*Exercise materials*.
______________________________

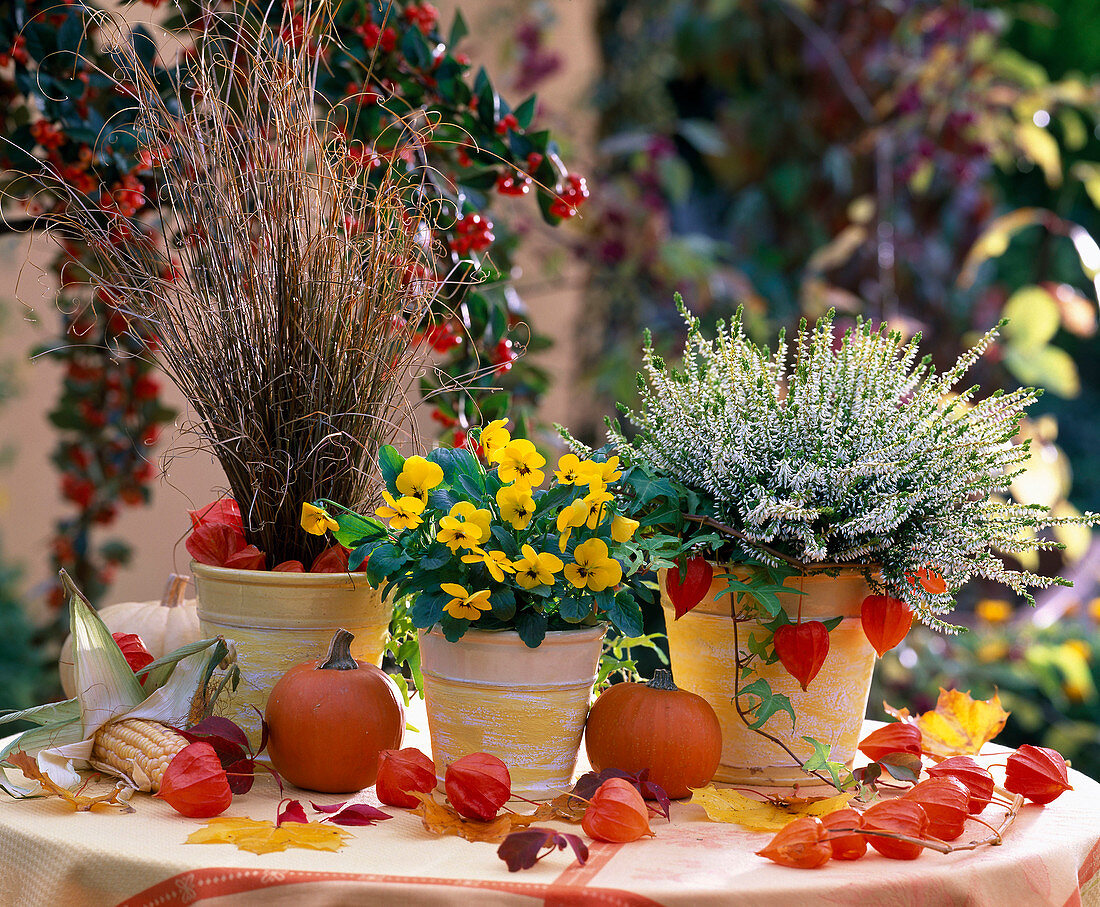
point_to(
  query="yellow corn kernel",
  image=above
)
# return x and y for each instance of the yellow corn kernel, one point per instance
(138, 750)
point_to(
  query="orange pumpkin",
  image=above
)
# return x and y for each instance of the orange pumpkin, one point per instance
(329, 719)
(656, 726)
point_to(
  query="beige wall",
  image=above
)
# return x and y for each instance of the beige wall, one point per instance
(29, 487)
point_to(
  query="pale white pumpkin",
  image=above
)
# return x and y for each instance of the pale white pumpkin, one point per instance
(163, 626)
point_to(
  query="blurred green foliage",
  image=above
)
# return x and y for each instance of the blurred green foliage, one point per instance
(1047, 678)
(894, 159)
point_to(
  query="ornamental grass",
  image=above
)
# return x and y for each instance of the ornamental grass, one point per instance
(285, 278)
(842, 451)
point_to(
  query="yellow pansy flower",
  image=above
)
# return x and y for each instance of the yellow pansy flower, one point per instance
(418, 477)
(464, 510)
(536, 568)
(605, 473)
(518, 461)
(316, 520)
(569, 469)
(594, 501)
(463, 604)
(403, 513)
(494, 437)
(593, 568)
(623, 529)
(993, 610)
(496, 562)
(516, 504)
(570, 518)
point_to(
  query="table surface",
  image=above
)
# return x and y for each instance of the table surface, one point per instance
(48, 854)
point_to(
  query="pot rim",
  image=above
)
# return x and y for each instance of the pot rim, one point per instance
(507, 637)
(266, 577)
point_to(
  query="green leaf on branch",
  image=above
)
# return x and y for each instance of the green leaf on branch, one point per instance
(768, 703)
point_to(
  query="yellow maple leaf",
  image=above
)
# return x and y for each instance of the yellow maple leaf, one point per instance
(958, 725)
(441, 818)
(259, 836)
(770, 815)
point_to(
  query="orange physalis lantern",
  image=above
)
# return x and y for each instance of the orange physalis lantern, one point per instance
(802, 844)
(802, 649)
(1037, 773)
(886, 621)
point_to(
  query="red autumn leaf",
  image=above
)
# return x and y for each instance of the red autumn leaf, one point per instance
(1037, 773)
(931, 579)
(844, 838)
(289, 566)
(975, 777)
(802, 649)
(524, 849)
(946, 802)
(403, 772)
(616, 813)
(332, 560)
(195, 784)
(894, 817)
(215, 543)
(134, 651)
(248, 557)
(477, 785)
(356, 814)
(231, 744)
(223, 510)
(886, 621)
(294, 811)
(803, 844)
(686, 586)
(897, 738)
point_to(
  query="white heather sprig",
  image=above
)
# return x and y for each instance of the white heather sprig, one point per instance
(855, 452)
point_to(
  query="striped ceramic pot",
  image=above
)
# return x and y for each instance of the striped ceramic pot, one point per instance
(276, 620)
(490, 693)
(701, 648)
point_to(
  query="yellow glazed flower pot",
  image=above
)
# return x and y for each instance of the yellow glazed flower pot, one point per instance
(276, 620)
(701, 645)
(490, 693)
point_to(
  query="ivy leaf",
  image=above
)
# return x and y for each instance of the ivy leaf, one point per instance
(769, 703)
(524, 849)
(625, 614)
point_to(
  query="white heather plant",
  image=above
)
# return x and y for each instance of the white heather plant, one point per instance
(855, 452)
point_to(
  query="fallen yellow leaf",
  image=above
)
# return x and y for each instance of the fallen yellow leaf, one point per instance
(441, 819)
(958, 725)
(770, 815)
(260, 836)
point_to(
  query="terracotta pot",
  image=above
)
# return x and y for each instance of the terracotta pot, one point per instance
(490, 693)
(277, 620)
(701, 646)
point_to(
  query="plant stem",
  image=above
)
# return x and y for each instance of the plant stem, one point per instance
(740, 711)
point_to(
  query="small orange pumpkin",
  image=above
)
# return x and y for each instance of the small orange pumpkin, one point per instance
(656, 726)
(329, 719)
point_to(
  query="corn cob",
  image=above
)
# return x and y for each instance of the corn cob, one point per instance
(138, 750)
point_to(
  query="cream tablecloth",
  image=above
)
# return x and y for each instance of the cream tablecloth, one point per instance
(50, 855)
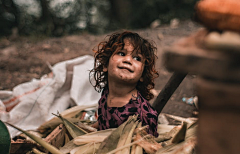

______________________________

*What is required*.
Leaving the pictures out, give again word for word each line from the one holding "# return x and y for each instance of the terracotta" through the end of the records.

*Task solution*.
# return x and y for each instance of the terracotta pot, one point per instance
(490, 693)
(277, 620)
(701, 646)
point_to(
  query="plant stem",
  image=above
)
# return x and y for each instance of the plant stem, one point per instance
(740, 711)
point_to(
  query="small orange pumpkin",
  image=above
)
# return x and y for each instance of the small orange pumpkin, one point per instance
(656, 726)
(329, 719)
point_to(
  query="corn cob",
  image=above
)
# return x and y for each instance of the corn cob, one point per instance
(138, 750)
point_to(
  query="cream tablecloth",
  image=above
)
# return x and y for each instance of the cream tablecloth, one point per instance
(50, 855)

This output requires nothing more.